→ Exercise aim: Everything from the line containing "Please mark the stone" through the last line of the records must be returned verbatim, and nothing outside that range.

→ Information given:
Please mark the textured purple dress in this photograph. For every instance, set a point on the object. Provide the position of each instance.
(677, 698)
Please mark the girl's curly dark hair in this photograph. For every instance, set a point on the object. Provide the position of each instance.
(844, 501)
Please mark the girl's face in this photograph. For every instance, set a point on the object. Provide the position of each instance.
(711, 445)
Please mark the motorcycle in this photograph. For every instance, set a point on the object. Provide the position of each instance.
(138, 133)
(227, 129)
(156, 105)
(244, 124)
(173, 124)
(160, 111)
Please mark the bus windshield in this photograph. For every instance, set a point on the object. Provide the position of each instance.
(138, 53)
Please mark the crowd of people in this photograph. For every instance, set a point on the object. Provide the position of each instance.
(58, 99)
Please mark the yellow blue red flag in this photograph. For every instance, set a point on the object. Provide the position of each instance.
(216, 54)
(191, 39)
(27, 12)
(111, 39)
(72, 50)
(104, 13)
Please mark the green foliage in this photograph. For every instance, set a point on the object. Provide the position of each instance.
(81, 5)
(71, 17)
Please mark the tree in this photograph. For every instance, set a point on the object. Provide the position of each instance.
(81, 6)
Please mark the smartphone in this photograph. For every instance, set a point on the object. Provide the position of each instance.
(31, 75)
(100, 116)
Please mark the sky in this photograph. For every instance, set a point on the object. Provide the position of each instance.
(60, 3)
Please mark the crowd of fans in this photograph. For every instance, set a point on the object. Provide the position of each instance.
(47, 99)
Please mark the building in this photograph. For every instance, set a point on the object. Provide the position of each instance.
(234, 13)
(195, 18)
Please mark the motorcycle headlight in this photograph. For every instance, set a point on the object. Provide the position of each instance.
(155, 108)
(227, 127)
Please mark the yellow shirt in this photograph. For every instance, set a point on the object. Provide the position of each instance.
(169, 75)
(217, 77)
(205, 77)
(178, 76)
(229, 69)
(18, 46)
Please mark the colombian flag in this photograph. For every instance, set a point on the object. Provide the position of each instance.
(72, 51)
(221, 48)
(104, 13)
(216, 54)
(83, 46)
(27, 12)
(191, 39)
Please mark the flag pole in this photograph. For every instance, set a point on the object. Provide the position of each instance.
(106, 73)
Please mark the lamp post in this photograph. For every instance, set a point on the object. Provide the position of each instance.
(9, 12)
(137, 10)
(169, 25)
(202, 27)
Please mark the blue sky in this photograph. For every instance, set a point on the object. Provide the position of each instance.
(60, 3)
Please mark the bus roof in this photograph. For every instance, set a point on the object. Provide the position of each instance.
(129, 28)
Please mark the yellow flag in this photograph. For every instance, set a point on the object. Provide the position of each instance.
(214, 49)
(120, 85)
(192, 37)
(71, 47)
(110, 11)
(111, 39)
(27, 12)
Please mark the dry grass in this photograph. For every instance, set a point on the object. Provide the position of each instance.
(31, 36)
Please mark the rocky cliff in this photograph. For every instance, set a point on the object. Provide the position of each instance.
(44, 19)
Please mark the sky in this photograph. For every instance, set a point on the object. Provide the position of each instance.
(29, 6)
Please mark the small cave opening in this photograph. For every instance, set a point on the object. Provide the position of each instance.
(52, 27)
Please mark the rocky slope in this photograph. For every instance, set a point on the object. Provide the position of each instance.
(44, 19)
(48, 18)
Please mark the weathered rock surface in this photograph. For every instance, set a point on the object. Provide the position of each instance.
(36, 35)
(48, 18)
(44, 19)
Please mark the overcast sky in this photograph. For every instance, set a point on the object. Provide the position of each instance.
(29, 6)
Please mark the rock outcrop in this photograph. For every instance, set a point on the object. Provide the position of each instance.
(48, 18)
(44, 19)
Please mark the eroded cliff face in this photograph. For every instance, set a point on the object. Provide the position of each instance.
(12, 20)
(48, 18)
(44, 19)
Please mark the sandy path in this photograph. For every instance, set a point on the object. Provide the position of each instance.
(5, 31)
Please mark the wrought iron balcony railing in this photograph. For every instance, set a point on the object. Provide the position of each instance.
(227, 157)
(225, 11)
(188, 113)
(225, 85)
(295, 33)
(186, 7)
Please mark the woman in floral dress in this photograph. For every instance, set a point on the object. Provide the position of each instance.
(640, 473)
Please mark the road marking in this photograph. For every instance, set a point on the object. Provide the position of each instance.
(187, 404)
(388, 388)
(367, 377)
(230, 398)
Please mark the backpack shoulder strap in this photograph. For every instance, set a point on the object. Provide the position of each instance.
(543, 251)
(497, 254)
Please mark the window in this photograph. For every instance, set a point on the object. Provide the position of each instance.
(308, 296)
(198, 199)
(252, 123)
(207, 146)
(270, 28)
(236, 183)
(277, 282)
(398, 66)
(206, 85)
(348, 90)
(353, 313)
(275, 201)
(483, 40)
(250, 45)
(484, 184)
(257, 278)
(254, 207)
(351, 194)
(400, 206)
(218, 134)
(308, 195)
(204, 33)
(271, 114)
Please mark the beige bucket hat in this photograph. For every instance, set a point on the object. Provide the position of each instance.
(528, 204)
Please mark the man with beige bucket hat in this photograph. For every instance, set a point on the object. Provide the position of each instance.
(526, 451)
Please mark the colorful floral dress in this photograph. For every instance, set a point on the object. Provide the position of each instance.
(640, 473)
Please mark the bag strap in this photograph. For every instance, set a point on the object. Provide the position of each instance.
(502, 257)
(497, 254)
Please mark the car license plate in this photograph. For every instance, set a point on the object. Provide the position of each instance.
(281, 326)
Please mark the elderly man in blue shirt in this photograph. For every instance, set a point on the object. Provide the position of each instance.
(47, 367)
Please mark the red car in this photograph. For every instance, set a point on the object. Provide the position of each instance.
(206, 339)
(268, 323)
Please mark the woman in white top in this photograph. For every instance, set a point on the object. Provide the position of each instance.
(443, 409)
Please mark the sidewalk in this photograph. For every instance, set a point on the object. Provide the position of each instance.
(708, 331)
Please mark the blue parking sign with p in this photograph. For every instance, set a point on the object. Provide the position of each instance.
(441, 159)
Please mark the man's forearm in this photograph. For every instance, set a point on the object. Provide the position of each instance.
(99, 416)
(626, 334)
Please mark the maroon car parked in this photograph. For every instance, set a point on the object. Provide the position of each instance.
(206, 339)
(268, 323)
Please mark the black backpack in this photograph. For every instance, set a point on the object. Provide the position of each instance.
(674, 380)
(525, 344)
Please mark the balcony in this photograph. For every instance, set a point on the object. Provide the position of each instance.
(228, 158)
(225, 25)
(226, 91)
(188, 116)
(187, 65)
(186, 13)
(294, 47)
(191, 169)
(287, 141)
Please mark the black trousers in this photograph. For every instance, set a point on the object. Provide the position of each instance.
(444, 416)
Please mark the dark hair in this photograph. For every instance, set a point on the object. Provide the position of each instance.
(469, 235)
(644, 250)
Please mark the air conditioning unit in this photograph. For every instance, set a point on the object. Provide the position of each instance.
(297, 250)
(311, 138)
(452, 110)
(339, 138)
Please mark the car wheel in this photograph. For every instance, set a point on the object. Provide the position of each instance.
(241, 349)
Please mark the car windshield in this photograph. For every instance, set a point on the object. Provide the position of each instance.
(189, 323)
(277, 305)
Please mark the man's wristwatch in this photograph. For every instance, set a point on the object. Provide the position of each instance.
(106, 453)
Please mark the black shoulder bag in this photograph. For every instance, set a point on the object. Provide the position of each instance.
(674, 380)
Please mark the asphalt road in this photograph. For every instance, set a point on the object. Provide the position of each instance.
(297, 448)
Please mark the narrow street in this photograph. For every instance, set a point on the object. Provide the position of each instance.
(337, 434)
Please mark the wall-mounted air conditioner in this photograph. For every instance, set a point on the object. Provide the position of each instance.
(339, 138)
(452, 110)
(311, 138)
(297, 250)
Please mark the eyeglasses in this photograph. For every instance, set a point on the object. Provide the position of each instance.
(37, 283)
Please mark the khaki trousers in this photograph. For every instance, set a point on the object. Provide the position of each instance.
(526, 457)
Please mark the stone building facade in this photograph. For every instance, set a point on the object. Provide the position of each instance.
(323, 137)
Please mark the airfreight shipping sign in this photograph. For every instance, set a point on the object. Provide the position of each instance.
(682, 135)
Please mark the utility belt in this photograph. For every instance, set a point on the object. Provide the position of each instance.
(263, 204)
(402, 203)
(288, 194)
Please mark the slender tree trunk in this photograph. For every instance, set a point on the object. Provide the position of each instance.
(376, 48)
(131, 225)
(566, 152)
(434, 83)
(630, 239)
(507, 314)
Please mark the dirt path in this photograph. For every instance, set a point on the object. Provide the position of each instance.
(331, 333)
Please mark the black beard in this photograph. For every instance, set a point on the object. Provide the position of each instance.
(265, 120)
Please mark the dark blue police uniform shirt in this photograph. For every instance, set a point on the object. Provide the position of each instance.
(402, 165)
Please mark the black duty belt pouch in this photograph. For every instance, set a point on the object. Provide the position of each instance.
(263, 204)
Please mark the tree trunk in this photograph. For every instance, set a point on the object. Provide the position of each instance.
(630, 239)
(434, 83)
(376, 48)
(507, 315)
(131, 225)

→ Written solution:
Please mark the stone building facade in this photograph. For every instance, set a point on the object. Provide the position of each instance.
(323, 137)
Please mark the airfreight shipping sign in this photograph. For every instance, set a point on the object. Provide the position of each instance.
(682, 135)
Please mark the utility belt in this photograph. For every instance, set a point on the object. Provide the position of each instance.
(263, 204)
(402, 203)
(288, 194)
Please mark the slender tree trunk in this photograph. For every instance, set a point on the object. Provide the position of each instance.
(376, 48)
(131, 225)
(566, 152)
(434, 83)
(630, 239)
(507, 314)
Please mark the dirt path in this photograph. For every instance, set a point on the object. Provide the position of each instance.
(331, 333)
Please mark the black beard in this photograph. For every instance, set a point on the object. Provide the position of each instance.
(265, 120)
Please mark the dark blue police uniform shirt in this photograph. For every instance, set a point on the object. Provide the position of each instance.
(402, 165)
Please mark the black duty belt pouch in this photograph. For every instance, set a point on the object. Provide the position of each instance.
(263, 204)
Please mark the tree trunk in this photograph. For every instance, set a point on the object. Provide the position of each instance.
(630, 239)
(434, 83)
(376, 48)
(507, 315)
(131, 225)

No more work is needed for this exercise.